→ TASKS TO PERFORM:
a) Please sum up the Black Cobain text in two sentences.
b) In one to three sentences, state why, according to the Black Cobain text, he did not collaborate with Wale until years after signing with the label.
c) Carry on the Black Cobain text from its last sentence.

→ TEXT BLOCK:
▽
Background information
- Born: Marcus Vance Gloster April 29, 1986 (age 40) Alexandria, Virginia, U.S.
- Genres: Hip hop; R&B;
- Occupation: Rapper
- Years active: 2009–present
- Labels: The Board Administration; Every Blue Moon; Jet Life; EMPIRE; RBC; E1;
- Website: theboardadministration.com

= Black Cobain =

American rapper from Virginia

Marcus Vance Gloster (born April 29, 1986), known professionally as Black Cobain, is an American rapper. He collaborated on the Wale track "4 AM" and was the opening act of Wale's 2011-2012 53-city "Ambition" tour.

==Background==

Black Cobain was born in Alexandria, Virginia, and fell in love with hip hop at an early age. His MC moniker "Black Cobain" originated from his childhood nickname "Black" being combined with "Cobain", in homage to his uncle who introduced him to rock and roll and the world-renowned band Nirvana, with frontman Kurt Cobain.

Black Cobain attended Virginia State University, graduated magna cum laude, and obtained employment at the Boys & Girls Club, uncertain he could make a viable living and income from his ambitions as an emcee. During this time, he linked with long-time friend and mentor, Le'Greg O. Harrison, and under his direction began to professionalize his sound and actively exploit his talent through local performances, collaborations, sets, and freestyles. In 2009, Black signed to The Board Administration as their first official signee and shortly thereafter left full-time employment to fully pursue emceeing as a career.

== Career ==
===2008–2010===
Black Cobain performed the local circuit and various open mics within the DC, Maryland, and Virginia areas to garner attention and heighten awareness of his brand. Despite his affiliation with Wale and The Board Administration, he worked tirelessly to cultivate his own buzz and did not collaborate with Wale until years after signing with the label, because he put in his own groundwork and operates by his childhood reality and philosophy that nothing is ever given, more so earned.
△
→ GIVEN ENTRIES:
▽
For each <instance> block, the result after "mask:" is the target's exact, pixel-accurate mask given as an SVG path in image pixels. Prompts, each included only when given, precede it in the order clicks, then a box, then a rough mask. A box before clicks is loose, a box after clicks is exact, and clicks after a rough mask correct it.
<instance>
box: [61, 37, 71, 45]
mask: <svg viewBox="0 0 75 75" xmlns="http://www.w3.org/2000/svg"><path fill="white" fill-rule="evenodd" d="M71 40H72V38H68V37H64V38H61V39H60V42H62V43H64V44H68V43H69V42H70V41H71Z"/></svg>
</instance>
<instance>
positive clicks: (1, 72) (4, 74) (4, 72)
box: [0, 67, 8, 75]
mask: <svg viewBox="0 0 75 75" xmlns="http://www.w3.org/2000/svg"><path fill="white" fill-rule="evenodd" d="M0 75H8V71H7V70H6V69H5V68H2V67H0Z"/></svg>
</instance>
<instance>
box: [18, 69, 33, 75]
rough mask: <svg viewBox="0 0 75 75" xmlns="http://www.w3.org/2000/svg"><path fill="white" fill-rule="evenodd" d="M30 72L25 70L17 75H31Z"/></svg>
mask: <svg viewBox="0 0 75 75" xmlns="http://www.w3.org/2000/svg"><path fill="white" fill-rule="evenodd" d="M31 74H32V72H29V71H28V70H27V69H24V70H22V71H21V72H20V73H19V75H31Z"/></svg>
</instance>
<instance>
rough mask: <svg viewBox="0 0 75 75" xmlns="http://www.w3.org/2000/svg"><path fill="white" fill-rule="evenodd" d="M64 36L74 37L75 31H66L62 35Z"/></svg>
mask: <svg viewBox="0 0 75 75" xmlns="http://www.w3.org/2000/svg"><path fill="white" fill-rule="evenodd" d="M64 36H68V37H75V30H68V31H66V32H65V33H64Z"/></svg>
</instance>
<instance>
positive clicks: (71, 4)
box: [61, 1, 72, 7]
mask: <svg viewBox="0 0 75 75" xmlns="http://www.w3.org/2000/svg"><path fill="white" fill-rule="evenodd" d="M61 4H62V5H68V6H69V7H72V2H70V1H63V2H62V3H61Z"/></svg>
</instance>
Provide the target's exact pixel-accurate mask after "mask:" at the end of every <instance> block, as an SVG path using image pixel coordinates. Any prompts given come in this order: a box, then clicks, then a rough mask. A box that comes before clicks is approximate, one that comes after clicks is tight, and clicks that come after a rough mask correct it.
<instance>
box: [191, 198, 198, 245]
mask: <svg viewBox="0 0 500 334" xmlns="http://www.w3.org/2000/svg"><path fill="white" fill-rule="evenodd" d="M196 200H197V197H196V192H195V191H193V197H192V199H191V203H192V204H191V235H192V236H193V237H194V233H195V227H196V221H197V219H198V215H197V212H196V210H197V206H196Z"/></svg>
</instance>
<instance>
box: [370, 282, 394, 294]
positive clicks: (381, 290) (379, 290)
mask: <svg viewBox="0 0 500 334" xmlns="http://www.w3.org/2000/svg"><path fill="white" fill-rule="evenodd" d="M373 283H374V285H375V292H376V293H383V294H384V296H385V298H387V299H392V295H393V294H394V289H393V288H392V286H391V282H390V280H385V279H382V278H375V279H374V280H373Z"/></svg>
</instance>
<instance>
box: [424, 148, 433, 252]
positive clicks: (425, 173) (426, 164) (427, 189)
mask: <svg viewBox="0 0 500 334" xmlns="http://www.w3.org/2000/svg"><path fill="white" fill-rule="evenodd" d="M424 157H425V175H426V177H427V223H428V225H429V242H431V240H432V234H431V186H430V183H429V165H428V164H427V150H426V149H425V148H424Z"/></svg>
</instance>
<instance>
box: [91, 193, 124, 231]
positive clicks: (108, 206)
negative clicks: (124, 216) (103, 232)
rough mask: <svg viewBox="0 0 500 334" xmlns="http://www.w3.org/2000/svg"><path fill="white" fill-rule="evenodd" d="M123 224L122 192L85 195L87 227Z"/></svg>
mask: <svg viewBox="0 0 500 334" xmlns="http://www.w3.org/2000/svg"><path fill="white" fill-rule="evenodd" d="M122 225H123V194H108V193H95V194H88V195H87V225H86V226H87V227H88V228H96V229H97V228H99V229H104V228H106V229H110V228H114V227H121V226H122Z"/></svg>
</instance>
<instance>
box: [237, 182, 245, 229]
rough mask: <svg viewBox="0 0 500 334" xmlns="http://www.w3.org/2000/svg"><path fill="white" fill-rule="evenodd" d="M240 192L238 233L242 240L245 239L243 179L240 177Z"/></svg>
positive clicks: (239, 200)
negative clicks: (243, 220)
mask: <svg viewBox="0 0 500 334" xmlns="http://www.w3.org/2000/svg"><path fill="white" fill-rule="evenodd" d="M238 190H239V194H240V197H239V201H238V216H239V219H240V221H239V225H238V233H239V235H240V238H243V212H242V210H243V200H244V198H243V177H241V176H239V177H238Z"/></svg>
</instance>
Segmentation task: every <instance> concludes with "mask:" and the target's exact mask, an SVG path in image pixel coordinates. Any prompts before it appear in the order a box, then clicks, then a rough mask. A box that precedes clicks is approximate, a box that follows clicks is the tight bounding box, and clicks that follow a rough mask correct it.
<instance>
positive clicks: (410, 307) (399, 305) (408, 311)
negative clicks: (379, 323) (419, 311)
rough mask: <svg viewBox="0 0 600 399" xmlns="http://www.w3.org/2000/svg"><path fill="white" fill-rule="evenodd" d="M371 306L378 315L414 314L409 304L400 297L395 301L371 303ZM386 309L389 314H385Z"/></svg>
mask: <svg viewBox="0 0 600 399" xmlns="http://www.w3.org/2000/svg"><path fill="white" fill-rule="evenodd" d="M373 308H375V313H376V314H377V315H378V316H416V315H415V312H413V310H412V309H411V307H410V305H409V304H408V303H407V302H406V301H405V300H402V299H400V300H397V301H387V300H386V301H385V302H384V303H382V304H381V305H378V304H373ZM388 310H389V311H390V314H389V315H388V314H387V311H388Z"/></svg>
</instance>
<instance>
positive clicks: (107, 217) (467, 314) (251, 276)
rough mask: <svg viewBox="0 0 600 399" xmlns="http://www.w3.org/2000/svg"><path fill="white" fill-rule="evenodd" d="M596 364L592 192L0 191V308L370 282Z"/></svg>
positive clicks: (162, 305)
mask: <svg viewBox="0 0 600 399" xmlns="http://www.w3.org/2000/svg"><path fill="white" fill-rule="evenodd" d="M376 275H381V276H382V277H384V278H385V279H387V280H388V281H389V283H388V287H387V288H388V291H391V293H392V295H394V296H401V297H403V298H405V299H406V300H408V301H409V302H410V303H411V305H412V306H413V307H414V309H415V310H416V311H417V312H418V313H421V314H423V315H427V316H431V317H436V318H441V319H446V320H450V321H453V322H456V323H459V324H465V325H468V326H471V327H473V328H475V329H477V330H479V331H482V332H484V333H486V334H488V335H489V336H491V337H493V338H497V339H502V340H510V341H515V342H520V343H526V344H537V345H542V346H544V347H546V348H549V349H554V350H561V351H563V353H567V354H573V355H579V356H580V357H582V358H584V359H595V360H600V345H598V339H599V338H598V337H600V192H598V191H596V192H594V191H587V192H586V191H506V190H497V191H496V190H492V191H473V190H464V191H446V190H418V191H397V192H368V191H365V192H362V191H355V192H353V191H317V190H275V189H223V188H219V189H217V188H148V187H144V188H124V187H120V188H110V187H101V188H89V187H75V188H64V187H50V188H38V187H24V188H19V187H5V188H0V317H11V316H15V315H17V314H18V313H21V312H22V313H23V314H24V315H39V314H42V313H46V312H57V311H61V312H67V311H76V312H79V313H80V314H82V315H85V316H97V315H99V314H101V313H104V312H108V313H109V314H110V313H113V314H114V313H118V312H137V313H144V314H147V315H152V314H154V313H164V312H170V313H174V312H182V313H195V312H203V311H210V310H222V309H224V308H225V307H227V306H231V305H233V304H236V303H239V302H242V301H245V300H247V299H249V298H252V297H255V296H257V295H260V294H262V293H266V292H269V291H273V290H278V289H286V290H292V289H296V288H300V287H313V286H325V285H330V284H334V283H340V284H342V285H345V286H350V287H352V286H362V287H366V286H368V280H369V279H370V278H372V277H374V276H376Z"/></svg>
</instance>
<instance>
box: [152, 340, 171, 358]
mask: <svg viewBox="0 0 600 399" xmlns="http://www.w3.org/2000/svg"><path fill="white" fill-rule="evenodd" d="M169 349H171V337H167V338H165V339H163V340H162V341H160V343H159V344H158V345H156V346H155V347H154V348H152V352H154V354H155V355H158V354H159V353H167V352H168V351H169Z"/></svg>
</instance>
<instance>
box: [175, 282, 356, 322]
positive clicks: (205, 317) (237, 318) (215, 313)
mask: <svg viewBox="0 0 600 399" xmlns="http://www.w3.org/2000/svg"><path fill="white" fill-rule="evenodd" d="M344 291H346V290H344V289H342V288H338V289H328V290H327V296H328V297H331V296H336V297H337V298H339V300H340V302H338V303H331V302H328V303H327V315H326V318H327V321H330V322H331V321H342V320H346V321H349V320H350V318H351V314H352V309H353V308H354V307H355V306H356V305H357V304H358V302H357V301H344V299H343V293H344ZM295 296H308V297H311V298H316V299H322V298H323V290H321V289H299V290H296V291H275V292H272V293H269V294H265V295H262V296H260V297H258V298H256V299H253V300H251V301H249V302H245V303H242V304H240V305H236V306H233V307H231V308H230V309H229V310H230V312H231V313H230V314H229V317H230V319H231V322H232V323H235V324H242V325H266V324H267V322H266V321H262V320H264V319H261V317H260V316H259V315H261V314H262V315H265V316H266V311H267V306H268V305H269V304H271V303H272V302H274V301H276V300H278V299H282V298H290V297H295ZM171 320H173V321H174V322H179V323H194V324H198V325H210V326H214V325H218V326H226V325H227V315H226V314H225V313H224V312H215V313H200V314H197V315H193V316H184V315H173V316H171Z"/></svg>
△
→ SOLVED TASKS:
a) Marcus Vance Gloster, known professionally as Black Cobain, is an American rapper from Alexandria, Virginia, who collaborated on Wale's track "4 AM" and opened Wale's 2011-2012 53-city "Ambition" tour. After graduating magna cum laude from Virginia State University and working at the Boys & Girls Club, he professionalized his sound under mentor Le'Greg O. Harrison and in 2009 became The Board Administration's first official signee.

b) He put in his own groundwork to build his buzz instead of relying on his affiliation with Wale. He also lives by a philosophy from his childhood reality that nothing is ever given and is instead earned.

c)
After a solid run releasing freestyles and frequenting local performance venues, Black Cobain released his debut mixtape, Now or Never. Now or Never focused on his transition into adulthood and the perils of inner city life. A year later, he released a second mixtape, Now, a demonstration of a more evolved emcee and better articulated and confident Black Cobain. Now had features from Wale, Raheem Devaughn, J. Holiday, and Wiz Khalifa.
Later the same year, he was featured as the spokesperson for the 2010 Rocksmith Tokyo fall/winter campaign alongside Wale.

=== 2011–present ===
His 2011 mixtape, Young, Gifted & Black, hosted by Rocksmith Tokyo, featured Wale, Stalley, and production from Tone P and 88-Keys.

Black Cobain has the most carbon footprints of any emerging artist by touring 53+ markets worldwide as the official opener for Wale's Ambition Tour 2011-2012. He was placed under consideration by XXL magazine as a 2012 Freshman Class Candidate. He recently completed the 2012 leg of the Ambition Tour with Wale.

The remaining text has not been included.